* PAGE:

################

35e régiment d'infanterie de Belfort était présent pour commémorer l'appel du 18 juin 1940. | © Préfecture du Territoire de Belfort
Les commémorations de l’appel du 18-Juin ont rassemblé autorités, élus et candidats aux élections législatives, ce mardi. La figure du général de Gaulle est souvent invoquée par les partis politiques. Et ils sont de plus en plus nombreux à revendiquer son héritage. Quitte à en oublier l’histoire. Reportage.
« Le pauvre, il se retournerait dans sa tombe ! » L’historienne belfortaine Marie-Antoinette Vacelet est sans ambiguïté lorsque l’on évoque les récupérations politiques transpartisanes de la figure du général de Gaulle. Ce mardi 18 juin, au square du Souvenir, à Belfort, l’autrice du livre Le Territoire de Belfort dans la tourmente 1939-1944, accompagne le jeune vainqueur du concours national de la résistance 2024, aux commémorations de l’appel du 18-Juin. Un discours prononcé par le général de Gaulle, le 18 juin 1940, depuis Londres, pour appeler à résister, alors que la France du maréchal Pétain s’apprête à signer l’armistice avec l’Allemagne nazie d’Adolf Hitler. « La Flamme de la résistance française ne doit pas s’éteindre et ne s’éteindra pas », avait-il alors déclaré. C’était il y a 84 ans. Si l’on commémore encore cet épisode de l’histoire, la portée de son message est à questionner, alors que l’extrême droite s’implante durablement en Europe et qu’elle est aux portes du pouvoir en France.

################

* EXERCICE ÉCRIT 1: Relevez chaque ligne ci-dessous qui contient la chaîne « purple », en tenant compte de la casse.

################

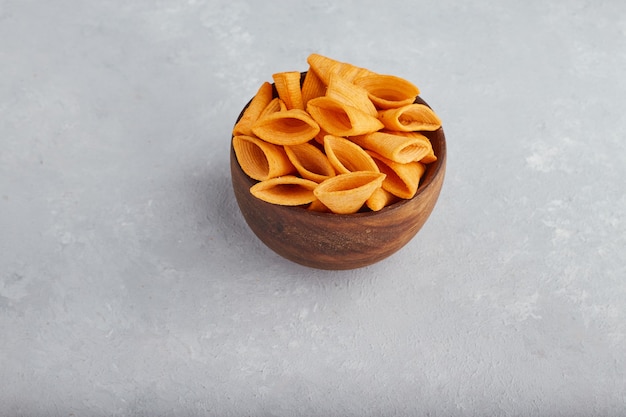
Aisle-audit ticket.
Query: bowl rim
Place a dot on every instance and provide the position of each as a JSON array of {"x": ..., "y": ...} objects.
[{"x": 433, "y": 173}]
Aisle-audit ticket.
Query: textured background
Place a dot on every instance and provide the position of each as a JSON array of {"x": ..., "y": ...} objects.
[{"x": 130, "y": 284}]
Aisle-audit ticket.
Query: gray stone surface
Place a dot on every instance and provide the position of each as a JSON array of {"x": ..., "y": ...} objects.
[{"x": 130, "y": 284}]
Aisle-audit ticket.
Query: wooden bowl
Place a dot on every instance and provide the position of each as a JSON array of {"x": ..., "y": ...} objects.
[{"x": 340, "y": 241}]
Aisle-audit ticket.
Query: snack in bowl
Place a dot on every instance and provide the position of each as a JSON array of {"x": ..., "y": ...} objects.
[{"x": 342, "y": 147}]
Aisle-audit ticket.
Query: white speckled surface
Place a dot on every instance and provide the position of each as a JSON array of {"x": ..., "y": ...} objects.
[{"x": 131, "y": 286}]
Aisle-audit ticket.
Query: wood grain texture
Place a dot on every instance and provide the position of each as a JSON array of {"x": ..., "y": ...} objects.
[{"x": 339, "y": 241}]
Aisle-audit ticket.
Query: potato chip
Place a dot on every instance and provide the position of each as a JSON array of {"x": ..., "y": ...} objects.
[
  {"x": 409, "y": 118},
  {"x": 310, "y": 162},
  {"x": 288, "y": 89},
  {"x": 346, "y": 156},
  {"x": 351, "y": 95},
  {"x": 380, "y": 199},
  {"x": 340, "y": 119},
  {"x": 400, "y": 147},
  {"x": 324, "y": 66},
  {"x": 402, "y": 179},
  {"x": 288, "y": 127},
  {"x": 312, "y": 87},
  {"x": 287, "y": 190},
  {"x": 388, "y": 91},
  {"x": 346, "y": 193},
  {"x": 261, "y": 160}
]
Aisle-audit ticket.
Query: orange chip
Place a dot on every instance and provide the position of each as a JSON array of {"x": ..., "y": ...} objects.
[
  {"x": 400, "y": 147},
  {"x": 261, "y": 160},
  {"x": 288, "y": 89},
  {"x": 288, "y": 127},
  {"x": 346, "y": 156},
  {"x": 346, "y": 193},
  {"x": 409, "y": 118},
  {"x": 288, "y": 190}
]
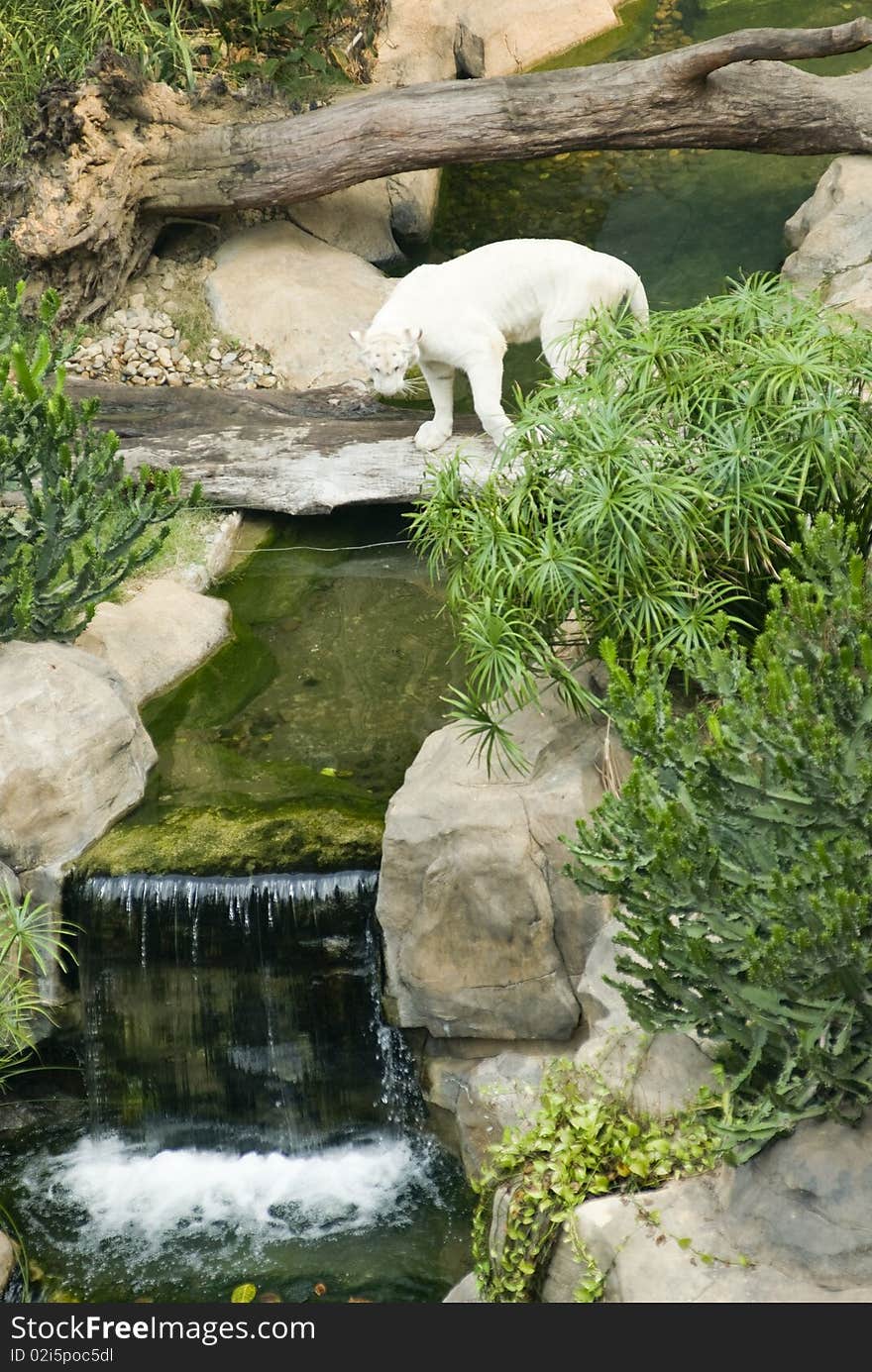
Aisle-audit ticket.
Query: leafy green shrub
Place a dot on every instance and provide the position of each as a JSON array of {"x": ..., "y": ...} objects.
[
  {"x": 176, "y": 40},
  {"x": 71, "y": 524},
  {"x": 584, "y": 1142},
  {"x": 655, "y": 497},
  {"x": 739, "y": 850}
]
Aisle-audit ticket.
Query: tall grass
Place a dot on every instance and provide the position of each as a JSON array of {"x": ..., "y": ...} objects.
[
  {"x": 176, "y": 42},
  {"x": 657, "y": 497}
]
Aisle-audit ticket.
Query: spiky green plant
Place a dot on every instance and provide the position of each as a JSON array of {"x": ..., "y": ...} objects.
[
  {"x": 652, "y": 499},
  {"x": 43, "y": 42},
  {"x": 739, "y": 848},
  {"x": 31, "y": 940},
  {"x": 71, "y": 523}
]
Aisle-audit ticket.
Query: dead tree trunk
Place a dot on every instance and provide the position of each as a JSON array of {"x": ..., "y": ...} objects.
[{"x": 135, "y": 156}]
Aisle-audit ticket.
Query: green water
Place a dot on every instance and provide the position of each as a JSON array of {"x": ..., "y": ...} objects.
[
  {"x": 237, "y": 1110},
  {"x": 281, "y": 752},
  {"x": 687, "y": 221}
]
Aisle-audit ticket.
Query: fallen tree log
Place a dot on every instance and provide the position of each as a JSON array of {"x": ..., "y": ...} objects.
[
  {"x": 291, "y": 453},
  {"x": 138, "y": 154}
]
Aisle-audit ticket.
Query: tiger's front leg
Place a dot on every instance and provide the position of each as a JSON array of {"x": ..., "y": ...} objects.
[{"x": 440, "y": 378}]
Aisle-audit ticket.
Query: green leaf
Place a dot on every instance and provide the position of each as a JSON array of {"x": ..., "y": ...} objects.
[{"x": 243, "y": 1294}]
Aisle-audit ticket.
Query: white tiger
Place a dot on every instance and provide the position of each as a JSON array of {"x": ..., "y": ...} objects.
[{"x": 466, "y": 312}]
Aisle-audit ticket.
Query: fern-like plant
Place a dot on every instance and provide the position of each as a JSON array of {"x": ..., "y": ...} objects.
[
  {"x": 654, "y": 498},
  {"x": 739, "y": 848}
]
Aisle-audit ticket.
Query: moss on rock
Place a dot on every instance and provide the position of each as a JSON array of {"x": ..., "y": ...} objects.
[{"x": 210, "y": 841}]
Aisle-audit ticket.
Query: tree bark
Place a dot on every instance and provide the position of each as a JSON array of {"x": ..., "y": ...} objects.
[
  {"x": 294, "y": 453},
  {"x": 136, "y": 156}
]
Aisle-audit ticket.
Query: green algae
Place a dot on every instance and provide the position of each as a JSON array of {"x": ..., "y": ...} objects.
[{"x": 239, "y": 841}]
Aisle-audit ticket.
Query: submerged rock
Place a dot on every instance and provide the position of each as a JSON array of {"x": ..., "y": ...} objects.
[
  {"x": 480, "y": 39},
  {"x": 284, "y": 289},
  {"x": 7, "y": 1261},
  {"x": 202, "y": 841},
  {"x": 831, "y": 235},
  {"x": 73, "y": 752}
]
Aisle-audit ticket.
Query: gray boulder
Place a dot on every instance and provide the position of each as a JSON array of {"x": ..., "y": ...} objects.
[
  {"x": 287, "y": 291},
  {"x": 831, "y": 234},
  {"x": 73, "y": 752},
  {"x": 484, "y": 934}
]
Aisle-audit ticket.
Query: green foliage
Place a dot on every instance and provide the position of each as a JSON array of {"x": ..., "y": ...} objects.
[
  {"x": 29, "y": 939},
  {"x": 739, "y": 850},
  {"x": 584, "y": 1142},
  {"x": 71, "y": 523},
  {"x": 655, "y": 497},
  {"x": 171, "y": 40}
]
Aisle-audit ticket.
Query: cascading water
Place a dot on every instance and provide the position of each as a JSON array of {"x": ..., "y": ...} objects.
[{"x": 249, "y": 1114}]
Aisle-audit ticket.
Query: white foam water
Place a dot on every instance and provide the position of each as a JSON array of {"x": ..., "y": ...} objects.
[{"x": 129, "y": 1194}]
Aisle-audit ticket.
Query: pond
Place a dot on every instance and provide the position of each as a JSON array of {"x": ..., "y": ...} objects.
[
  {"x": 283, "y": 751},
  {"x": 242, "y": 1112},
  {"x": 231, "y": 1105}
]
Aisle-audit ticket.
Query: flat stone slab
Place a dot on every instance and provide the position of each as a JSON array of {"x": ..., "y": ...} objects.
[{"x": 295, "y": 453}]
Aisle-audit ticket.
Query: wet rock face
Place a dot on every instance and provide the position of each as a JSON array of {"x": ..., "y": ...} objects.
[
  {"x": 73, "y": 752},
  {"x": 484, "y": 934},
  {"x": 831, "y": 235},
  {"x": 159, "y": 635},
  {"x": 791, "y": 1225}
]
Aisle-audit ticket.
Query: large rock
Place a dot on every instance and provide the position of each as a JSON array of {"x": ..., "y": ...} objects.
[
  {"x": 7, "y": 1260},
  {"x": 287, "y": 291},
  {"x": 831, "y": 234},
  {"x": 484, "y": 934},
  {"x": 159, "y": 635},
  {"x": 73, "y": 752},
  {"x": 791, "y": 1225},
  {"x": 10, "y": 886},
  {"x": 657, "y": 1077}
]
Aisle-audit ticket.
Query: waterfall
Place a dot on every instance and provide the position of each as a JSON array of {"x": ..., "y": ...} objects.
[{"x": 246, "y": 998}]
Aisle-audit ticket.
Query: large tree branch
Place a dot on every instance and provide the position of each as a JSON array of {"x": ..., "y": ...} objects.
[
  {"x": 135, "y": 159},
  {"x": 766, "y": 46}
]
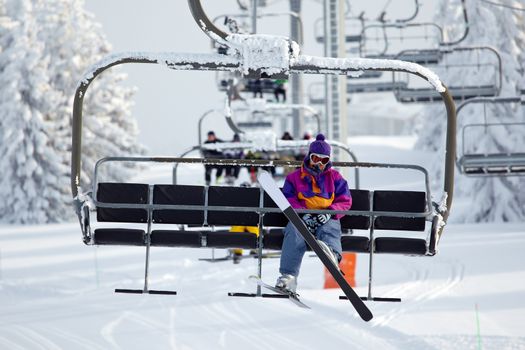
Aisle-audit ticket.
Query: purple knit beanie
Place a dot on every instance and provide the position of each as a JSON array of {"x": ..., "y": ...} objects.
[{"x": 320, "y": 146}]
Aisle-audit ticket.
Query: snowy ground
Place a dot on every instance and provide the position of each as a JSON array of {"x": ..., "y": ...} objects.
[{"x": 56, "y": 293}]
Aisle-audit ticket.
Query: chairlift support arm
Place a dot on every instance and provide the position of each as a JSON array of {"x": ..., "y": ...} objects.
[{"x": 299, "y": 64}]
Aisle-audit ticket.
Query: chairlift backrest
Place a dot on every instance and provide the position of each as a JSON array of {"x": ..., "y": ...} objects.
[{"x": 498, "y": 162}]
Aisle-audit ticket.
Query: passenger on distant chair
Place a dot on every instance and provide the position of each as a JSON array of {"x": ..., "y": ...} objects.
[{"x": 315, "y": 185}]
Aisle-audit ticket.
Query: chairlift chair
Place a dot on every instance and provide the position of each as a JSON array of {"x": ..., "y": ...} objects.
[
  {"x": 486, "y": 66},
  {"x": 149, "y": 205},
  {"x": 492, "y": 163}
]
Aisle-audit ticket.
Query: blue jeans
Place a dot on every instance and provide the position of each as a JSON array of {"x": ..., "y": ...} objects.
[{"x": 294, "y": 245}]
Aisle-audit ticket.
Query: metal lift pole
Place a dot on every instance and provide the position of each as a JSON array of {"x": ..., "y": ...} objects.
[
  {"x": 254, "y": 16},
  {"x": 335, "y": 85},
  {"x": 296, "y": 80}
]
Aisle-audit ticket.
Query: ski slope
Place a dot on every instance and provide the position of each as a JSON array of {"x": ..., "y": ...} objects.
[{"x": 57, "y": 293}]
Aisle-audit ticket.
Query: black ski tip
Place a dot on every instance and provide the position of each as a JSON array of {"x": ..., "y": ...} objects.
[{"x": 367, "y": 316}]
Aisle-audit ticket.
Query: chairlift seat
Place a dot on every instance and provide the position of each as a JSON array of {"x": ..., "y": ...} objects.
[
  {"x": 122, "y": 193},
  {"x": 178, "y": 195},
  {"x": 495, "y": 163},
  {"x": 399, "y": 245},
  {"x": 233, "y": 197},
  {"x": 176, "y": 238},
  {"x": 246, "y": 198},
  {"x": 399, "y": 201},
  {"x": 119, "y": 236}
]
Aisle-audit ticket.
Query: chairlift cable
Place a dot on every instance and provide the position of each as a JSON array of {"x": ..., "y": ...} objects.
[{"x": 503, "y": 5}]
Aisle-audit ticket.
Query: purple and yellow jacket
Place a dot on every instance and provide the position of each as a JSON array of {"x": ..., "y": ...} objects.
[{"x": 306, "y": 189}]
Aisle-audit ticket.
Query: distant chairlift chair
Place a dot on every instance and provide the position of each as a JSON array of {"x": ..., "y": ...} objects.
[{"x": 493, "y": 163}]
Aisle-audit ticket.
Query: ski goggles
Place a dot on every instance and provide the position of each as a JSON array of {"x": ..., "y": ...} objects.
[{"x": 319, "y": 158}]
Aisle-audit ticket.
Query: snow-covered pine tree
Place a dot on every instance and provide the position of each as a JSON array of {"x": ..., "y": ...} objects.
[
  {"x": 45, "y": 48},
  {"x": 483, "y": 199}
]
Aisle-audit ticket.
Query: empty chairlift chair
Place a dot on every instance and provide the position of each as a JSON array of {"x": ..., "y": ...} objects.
[{"x": 507, "y": 156}]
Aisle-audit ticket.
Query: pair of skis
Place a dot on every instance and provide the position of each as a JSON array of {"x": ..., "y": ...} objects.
[{"x": 269, "y": 185}]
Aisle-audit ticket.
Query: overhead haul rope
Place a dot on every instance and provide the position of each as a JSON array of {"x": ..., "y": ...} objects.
[{"x": 503, "y": 5}]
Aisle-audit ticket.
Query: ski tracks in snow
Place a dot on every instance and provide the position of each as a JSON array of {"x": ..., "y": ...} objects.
[{"x": 422, "y": 289}]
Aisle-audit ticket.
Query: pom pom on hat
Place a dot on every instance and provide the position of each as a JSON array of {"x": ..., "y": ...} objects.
[{"x": 320, "y": 146}]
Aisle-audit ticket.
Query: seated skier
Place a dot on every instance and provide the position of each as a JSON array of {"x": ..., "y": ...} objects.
[{"x": 315, "y": 185}]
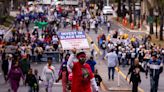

################

* EXERCICE ÉCRIT 2: Poursuivez l'article sur les commémorations de l'appel du 18-Juin à Belfort, en reprenant après sa dernière phrase.

* RÉPONSE ÉCRITE 1:
Query: purple knit beanie
Query: purple and yellow jacket

* RÉPONSE ÉCRITE 2:
Comme le souligne La Croix, cette commémoration est une aubaine pour de nombreuses forces politiques de se « réclamer de son héritage », alors que se profilent les élections législatives anticipées des 30 juin et 7 juillet. « Je comprends que tout le monde le revendique, ça leur donne une image rassurante », valide l’historienne, spécialiste de l’Épuration.
La filiation la plus naturelle d’un parti, aujourd’hui, avec le général de Gaulle est celle du parti Les Républicains (LR) (la filiation principale relie le parti du Rassemblement du peuple (RPF) créée par le général de Gaulle en 1947 à l’actuel parti Les Républicains) . Mais l’alliance décrétée par Éric Ciotti, actuel patron du parti, avec le Rassemblement national, a justement fait éclater les digues. Elle a provoqué une crise en interne. Mais elle questionne aussi sur le socle idéologique. Le Rassemblement national est issu du Front national, lancé en 1972, notamment par Jean-Marie Le Pen. Il s’est construit dans un anti-gaullisme, que ce soit avec des figures de la collaboration pendant la Seconde Guerre mondiale comme Pierre Bousquet (Waffen SS de la division Charlemagne), ou avec des figures liées à la guerre d’Algérie, proches de l’organisation de l’armée secrète (OAS), qui a tenté d’assassiner le général de Gaulle au Petit-Clamart, en 1962.
« Le gaullisme, c’est la souveraineté et la démocratie »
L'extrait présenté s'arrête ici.